* YOUR INSTRUCTIONS: Return each line from the items below that contains the word "vertices".

▼

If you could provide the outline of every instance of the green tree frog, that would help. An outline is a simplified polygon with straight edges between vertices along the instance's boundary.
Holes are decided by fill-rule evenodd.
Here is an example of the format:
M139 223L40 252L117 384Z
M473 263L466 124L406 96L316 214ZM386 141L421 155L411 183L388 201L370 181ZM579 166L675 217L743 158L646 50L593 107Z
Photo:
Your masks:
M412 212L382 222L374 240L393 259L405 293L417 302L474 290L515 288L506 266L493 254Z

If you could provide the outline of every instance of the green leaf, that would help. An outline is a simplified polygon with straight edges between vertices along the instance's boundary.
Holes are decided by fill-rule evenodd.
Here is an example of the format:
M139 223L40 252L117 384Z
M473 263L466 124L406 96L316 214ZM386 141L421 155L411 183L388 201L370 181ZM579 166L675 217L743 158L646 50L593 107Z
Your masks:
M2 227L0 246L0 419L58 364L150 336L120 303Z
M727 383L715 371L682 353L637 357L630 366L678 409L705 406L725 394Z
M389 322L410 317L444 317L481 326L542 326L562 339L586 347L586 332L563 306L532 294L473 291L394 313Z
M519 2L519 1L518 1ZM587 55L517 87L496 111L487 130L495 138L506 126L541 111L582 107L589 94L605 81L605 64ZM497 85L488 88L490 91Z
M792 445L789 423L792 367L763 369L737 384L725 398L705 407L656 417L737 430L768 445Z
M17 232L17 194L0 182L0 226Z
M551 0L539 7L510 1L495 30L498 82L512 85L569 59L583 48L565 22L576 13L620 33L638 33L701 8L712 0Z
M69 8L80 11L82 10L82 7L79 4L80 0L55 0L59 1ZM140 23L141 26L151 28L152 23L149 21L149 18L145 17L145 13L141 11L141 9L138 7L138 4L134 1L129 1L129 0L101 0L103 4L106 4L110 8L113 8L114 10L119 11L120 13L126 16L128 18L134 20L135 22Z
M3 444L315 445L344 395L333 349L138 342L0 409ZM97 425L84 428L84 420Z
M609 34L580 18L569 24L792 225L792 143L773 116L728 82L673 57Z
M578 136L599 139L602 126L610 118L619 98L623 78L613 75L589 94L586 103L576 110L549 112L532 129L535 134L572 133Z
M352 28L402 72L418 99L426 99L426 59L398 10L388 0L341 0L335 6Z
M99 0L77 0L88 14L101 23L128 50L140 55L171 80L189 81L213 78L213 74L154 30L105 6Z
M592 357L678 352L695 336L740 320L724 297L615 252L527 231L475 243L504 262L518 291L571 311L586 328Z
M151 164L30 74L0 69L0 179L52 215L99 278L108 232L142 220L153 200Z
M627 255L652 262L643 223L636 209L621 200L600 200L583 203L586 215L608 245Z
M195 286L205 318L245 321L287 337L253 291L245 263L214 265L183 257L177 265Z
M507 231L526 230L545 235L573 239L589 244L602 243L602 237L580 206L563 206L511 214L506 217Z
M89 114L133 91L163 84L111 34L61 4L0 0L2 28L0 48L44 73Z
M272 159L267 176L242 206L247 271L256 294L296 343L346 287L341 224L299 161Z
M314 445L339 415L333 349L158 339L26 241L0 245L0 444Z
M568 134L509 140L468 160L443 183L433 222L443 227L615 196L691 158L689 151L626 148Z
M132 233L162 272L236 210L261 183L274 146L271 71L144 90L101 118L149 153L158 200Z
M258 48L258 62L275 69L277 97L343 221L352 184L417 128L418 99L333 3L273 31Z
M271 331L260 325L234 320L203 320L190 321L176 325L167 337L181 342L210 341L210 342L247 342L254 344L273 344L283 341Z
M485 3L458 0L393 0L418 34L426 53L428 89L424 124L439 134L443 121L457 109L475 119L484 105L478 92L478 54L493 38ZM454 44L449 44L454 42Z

▲

* RESPONSE:
If you could provide the outline of every instance of the green tree frog, that would help. An outline is a simplified polygon with straight edges between vertices along the instance's boundary.
If you could provide the outline of every instance of the green leaf, that would help. An outline is a simplified polygon with straight edges between vertices along the instance's boundary.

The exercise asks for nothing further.